Instruction -
All of the material below is to be retyped exactly.

Record extracts -
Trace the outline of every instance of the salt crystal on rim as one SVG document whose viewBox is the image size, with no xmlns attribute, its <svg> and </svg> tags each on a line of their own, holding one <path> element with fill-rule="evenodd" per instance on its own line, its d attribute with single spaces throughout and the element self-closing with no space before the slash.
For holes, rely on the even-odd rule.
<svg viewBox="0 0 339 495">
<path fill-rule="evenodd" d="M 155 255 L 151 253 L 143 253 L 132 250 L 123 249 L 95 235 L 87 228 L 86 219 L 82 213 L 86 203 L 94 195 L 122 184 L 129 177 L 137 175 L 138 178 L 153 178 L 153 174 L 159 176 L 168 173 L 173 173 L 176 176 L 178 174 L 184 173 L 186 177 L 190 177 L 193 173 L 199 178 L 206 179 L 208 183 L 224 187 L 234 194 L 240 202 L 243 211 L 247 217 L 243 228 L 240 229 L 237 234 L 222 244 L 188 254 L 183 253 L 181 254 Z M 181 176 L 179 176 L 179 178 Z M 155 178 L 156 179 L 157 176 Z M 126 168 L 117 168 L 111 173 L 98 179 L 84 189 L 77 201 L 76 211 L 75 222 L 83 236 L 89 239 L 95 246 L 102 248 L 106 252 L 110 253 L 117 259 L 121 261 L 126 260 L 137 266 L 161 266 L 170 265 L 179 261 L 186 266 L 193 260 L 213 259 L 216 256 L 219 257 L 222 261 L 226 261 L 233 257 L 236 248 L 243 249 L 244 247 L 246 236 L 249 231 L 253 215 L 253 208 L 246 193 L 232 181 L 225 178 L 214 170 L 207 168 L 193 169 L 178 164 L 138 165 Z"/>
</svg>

Response to the task -
Trace the outline of every instance of the salt crystal on rim as one SVG document whose viewBox is the image size, with no xmlns attribute, its <svg> and </svg> tags each on a line of their own, holding one <path> element with fill-rule="evenodd" per instance on its own line, its d attribute with single spaces throughout and the element self-closing with no space before the slash.
For holes, rely on the even-odd rule.
<svg viewBox="0 0 339 495">
<path fill-rule="evenodd" d="M 155 255 L 151 253 L 143 253 L 132 250 L 123 249 L 95 235 L 87 228 L 86 219 L 82 213 L 86 203 L 94 195 L 122 184 L 129 177 L 137 175 L 138 178 L 153 178 L 153 174 L 159 176 L 168 173 L 173 173 L 176 176 L 178 174 L 184 173 L 186 177 L 190 177 L 193 173 L 199 178 L 206 179 L 208 183 L 224 187 L 234 194 L 240 202 L 243 211 L 247 217 L 243 228 L 240 229 L 237 234 L 222 244 L 188 254 L 183 253 L 181 254 Z M 181 176 L 179 176 L 179 178 Z M 155 178 L 156 179 L 157 176 Z M 126 168 L 117 168 L 111 173 L 98 179 L 84 189 L 77 201 L 76 211 L 75 222 L 83 236 L 89 239 L 95 246 L 102 248 L 106 252 L 110 253 L 117 259 L 121 261 L 126 260 L 137 266 L 161 266 L 170 265 L 179 261 L 186 266 L 193 260 L 213 259 L 216 256 L 219 257 L 222 261 L 226 261 L 233 257 L 236 248 L 243 249 L 244 247 L 246 236 L 249 231 L 253 215 L 253 208 L 246 193 L 232 181 L 225 178 L 214 170 L 207 168 L 193 169 L 178 164 L 138 165 Z"/>
</svg>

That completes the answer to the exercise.